## What to work on
What do the lines say from the one containing "For this evaluation, locate the toilet seat" to the end of the records? Restate them word for word, and only those.

(Dataset records about object locations)
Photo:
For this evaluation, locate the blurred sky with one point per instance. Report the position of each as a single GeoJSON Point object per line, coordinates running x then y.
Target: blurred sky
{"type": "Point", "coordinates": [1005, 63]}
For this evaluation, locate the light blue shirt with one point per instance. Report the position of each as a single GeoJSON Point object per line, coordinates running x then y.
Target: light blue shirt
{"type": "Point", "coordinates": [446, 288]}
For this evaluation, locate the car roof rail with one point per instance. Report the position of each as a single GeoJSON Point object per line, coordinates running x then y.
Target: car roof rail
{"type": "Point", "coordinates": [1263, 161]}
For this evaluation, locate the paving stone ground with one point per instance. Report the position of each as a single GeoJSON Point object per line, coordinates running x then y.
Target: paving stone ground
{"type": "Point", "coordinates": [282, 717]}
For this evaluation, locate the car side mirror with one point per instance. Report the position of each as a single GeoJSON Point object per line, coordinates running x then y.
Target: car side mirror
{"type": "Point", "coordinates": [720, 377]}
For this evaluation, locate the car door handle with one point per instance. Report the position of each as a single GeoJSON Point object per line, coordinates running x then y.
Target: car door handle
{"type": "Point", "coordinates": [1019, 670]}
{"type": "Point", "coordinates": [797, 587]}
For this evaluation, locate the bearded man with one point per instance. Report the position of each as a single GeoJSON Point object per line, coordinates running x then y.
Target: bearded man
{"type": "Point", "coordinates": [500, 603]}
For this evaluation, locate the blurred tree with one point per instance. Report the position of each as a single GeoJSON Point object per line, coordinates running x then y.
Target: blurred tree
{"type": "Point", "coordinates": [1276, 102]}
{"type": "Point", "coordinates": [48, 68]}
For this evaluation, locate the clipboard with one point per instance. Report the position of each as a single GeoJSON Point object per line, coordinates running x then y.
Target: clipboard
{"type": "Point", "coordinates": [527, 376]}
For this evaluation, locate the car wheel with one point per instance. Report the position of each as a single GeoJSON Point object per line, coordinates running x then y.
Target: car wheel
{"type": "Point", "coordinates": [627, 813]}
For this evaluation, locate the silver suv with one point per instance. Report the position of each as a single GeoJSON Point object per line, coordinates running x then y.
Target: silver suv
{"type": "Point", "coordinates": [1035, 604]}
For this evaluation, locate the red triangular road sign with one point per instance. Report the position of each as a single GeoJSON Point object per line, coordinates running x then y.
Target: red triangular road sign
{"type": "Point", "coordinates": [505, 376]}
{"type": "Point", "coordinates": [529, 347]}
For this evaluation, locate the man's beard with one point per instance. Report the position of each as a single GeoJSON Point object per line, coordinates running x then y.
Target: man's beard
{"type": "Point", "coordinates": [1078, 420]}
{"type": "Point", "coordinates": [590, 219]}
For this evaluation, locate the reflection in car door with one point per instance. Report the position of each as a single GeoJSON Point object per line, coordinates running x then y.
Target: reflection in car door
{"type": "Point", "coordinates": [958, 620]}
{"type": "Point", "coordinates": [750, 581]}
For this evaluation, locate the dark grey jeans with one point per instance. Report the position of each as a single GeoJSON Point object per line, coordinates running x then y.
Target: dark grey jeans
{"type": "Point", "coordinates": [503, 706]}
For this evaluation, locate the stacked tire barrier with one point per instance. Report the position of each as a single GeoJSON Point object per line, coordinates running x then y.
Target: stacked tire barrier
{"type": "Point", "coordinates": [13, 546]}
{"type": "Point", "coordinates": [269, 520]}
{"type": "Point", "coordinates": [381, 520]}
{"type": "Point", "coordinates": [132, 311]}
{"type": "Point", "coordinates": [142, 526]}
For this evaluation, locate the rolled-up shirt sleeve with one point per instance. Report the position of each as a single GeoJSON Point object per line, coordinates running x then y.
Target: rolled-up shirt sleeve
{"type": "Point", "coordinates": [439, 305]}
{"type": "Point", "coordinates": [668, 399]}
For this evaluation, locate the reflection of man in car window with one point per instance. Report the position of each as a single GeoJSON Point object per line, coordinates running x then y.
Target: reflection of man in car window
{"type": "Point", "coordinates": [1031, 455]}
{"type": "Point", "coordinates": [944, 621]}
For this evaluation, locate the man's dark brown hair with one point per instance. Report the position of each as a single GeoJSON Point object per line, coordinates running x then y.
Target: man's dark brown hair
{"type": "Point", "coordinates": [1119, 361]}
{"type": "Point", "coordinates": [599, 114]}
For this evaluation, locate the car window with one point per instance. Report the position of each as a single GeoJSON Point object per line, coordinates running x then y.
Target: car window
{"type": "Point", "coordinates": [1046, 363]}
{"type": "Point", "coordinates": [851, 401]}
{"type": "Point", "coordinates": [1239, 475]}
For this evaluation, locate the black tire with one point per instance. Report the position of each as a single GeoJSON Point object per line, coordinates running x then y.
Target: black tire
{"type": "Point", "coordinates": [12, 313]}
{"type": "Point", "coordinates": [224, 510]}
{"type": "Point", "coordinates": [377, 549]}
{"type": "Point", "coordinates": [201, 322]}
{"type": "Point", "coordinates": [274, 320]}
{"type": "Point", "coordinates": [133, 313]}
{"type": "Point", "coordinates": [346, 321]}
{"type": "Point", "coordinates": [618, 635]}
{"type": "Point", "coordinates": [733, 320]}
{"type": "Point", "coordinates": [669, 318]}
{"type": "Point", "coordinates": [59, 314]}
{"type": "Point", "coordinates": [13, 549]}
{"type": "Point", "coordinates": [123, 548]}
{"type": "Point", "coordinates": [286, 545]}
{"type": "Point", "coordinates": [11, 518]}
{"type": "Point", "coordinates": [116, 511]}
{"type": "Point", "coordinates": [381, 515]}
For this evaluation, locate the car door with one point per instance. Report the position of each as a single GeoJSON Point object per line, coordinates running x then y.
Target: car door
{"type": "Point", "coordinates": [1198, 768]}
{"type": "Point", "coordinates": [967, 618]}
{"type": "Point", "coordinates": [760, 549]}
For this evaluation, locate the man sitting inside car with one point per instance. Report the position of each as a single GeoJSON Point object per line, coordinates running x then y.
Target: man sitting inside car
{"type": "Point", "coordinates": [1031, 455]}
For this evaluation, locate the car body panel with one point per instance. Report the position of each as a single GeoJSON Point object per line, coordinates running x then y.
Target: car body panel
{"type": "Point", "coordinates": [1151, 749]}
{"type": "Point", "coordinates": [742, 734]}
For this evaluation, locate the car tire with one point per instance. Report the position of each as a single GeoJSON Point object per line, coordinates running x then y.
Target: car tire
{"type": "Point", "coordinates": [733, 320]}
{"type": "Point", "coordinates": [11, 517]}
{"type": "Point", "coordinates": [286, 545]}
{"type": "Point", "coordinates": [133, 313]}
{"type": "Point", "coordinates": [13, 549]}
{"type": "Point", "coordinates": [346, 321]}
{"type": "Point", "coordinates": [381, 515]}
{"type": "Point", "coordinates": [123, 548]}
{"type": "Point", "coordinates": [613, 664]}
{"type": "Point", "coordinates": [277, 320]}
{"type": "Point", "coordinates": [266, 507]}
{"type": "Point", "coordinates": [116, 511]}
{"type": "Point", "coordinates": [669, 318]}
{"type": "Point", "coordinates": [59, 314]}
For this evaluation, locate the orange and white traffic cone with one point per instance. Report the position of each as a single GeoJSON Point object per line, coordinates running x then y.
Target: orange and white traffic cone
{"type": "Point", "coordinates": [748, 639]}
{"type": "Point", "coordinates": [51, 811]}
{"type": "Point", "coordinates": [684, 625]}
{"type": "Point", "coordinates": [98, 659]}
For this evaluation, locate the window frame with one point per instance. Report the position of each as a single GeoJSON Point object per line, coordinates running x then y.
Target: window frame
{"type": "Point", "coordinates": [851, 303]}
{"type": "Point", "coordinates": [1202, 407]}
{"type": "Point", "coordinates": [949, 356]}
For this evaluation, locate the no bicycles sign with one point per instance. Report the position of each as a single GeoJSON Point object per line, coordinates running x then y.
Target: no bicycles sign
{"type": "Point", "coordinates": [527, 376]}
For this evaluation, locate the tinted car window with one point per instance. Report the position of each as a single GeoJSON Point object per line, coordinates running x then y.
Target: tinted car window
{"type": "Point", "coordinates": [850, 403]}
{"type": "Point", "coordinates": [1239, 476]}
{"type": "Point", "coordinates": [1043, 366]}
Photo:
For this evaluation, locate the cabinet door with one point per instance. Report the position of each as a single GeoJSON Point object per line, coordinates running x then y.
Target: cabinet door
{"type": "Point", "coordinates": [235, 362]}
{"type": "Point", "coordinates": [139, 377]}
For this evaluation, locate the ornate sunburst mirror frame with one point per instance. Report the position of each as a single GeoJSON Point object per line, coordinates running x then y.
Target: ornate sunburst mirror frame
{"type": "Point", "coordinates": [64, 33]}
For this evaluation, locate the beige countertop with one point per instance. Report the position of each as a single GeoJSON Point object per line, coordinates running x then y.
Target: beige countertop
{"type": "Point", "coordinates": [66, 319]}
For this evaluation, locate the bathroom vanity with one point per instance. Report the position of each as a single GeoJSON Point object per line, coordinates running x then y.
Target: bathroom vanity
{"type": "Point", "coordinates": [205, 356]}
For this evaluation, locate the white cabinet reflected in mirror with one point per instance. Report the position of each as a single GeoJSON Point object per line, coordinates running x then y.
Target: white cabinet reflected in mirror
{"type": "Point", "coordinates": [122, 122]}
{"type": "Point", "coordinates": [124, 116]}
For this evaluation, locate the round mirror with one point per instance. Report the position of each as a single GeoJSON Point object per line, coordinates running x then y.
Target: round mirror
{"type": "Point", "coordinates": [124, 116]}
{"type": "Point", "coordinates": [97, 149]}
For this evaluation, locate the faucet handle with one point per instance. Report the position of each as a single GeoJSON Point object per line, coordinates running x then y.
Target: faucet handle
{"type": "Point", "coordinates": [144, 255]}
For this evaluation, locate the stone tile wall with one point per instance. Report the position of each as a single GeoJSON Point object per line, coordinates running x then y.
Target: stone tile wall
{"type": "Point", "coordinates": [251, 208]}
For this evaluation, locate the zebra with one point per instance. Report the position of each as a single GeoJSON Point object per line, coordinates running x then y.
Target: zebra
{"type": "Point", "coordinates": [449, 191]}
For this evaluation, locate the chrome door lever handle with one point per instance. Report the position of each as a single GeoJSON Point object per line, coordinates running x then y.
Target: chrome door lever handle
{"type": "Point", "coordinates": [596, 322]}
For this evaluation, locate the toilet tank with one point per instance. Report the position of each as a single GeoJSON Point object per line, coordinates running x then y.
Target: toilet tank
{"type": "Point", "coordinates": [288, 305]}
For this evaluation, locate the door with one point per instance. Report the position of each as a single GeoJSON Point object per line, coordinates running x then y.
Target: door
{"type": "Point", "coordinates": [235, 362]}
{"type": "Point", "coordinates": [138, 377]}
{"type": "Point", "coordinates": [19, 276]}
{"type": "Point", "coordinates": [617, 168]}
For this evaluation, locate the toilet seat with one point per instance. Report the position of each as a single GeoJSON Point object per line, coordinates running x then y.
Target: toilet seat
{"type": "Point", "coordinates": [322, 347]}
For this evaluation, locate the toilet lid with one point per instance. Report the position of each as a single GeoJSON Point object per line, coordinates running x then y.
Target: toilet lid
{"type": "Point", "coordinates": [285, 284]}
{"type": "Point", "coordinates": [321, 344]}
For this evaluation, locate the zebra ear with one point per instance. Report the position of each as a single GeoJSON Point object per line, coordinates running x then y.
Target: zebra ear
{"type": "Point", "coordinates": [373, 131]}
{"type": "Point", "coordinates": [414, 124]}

## Final answer
For this evaluation, locate the toilet seat with one point per instance. Report the position of each as a single GeoJSON Point object per line, coordinates running x then y.
Target: toilet seat
{"type": "Point", "coordinates": [322, 347]}
For this evaluation, locate the toilet lid with one point per instance. Report the position of each as a single GeoJSON Point object per line, coordinates running x then y.
Target: toilet lid
{"type": "Point", "coordinates": [285, 284]}
{"type": "Point", "coordinates": [321, 344]}
For this evaluation, locate the zebra ear with one point per instance. Report the position of each as a single GeoJSON Point object per line, coordinates running x then y.
Target: zebra ear
{"type": "Point", "coordinates": [373, 131]}
{"type": "Point", "coordinates": [414, 124]}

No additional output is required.